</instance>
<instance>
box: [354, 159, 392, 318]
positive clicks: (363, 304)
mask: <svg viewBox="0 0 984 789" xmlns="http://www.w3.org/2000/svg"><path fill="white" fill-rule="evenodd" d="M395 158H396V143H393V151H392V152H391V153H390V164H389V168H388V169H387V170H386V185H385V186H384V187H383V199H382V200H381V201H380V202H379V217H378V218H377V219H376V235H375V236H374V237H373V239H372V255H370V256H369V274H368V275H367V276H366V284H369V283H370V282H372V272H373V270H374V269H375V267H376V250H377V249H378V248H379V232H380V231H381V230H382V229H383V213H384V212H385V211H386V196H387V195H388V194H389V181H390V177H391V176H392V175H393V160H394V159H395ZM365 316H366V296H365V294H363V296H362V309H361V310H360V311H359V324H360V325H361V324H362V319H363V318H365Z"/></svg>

____________

* Task item *
Output the records above, each one exactly, with none left out.

* Response to this exercise *
</instance>
<instance>
box: [354, 159, 392, 318]
positive clicks: (363, 304)
mask: <svg viewBox="0 0 984 789" xmlns="http://www.w3.org/2000/svg"><path fill="white" fill-rule="evenodd" d="M395 158H396V143H393V151H392V152H391V153H390V164H389V168H388V169H387V170H386V185H385V186H384V187H383V199H382V200H381V201H380V202H379V217H378V218H377V219H376V235H375V236H374V237H373V239H372V255H370V256H369V274H368V275H367V276H366V284H369V283H370V282H372V272H373V270H374V269H375V267H376V250H377V249H378V248H379V232H380V231H381V230H382V229H383V213H384V212H385V211H386V196H387V195H388V194H389V181H390V177H391V176H392V175H393V160H394V159H395ZM365 316H366V296H365V294H363V296H362V309H361V310H360V311H359V324H360V325H361V324H362V319H363V318H365Z"/></svg>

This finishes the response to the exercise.